[Referring expression pointing data]
------------------------------------------------

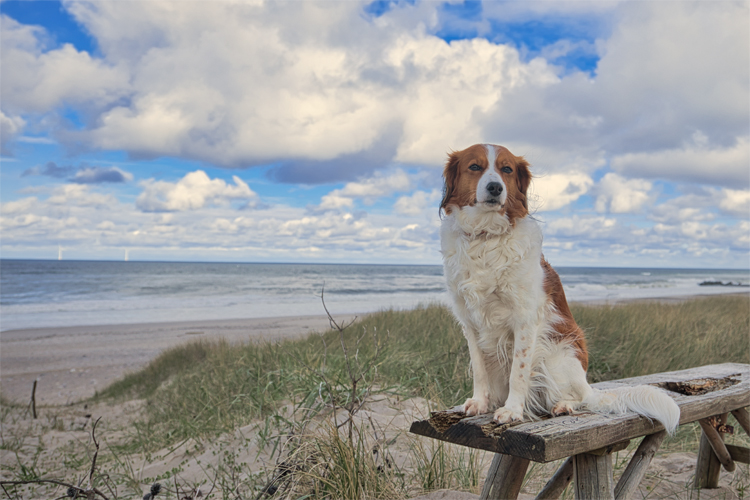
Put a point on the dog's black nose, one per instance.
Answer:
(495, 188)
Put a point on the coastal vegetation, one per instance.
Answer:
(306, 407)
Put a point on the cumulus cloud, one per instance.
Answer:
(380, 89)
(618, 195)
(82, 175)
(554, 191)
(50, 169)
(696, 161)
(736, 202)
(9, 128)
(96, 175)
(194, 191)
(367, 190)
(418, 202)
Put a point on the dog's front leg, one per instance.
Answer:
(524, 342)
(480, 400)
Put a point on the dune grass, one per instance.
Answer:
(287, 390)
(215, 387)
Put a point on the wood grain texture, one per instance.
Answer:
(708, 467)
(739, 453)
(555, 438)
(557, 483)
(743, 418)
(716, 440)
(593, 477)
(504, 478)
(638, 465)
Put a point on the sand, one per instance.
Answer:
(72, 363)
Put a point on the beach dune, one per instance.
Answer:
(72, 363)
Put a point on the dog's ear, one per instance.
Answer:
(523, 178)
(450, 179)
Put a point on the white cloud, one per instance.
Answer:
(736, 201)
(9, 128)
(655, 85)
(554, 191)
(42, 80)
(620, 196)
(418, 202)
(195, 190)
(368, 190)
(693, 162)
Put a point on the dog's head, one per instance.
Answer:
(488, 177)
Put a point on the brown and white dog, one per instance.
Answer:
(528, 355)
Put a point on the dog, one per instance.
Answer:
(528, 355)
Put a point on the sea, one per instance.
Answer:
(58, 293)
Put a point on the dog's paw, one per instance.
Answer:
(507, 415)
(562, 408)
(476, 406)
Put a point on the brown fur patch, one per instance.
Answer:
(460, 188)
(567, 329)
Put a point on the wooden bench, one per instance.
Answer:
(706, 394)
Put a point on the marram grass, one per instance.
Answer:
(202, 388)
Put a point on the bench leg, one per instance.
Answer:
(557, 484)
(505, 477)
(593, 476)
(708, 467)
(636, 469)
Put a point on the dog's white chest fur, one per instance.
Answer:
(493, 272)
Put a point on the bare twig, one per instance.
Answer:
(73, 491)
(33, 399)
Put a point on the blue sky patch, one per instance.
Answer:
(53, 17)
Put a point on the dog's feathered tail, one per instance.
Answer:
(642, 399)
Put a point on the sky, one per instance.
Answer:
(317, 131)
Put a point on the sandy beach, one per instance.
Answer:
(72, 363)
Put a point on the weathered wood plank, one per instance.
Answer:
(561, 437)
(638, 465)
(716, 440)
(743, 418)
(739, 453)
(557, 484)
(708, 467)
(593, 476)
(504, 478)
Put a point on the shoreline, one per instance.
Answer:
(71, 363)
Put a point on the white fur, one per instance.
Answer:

------------------------------------------------

Work request | Single out each line of the records above with the string "bench" in it, and copy it.

Output |
Put a point on the wooden bench, one per instance.
Put a point on the bench leg, one per instance.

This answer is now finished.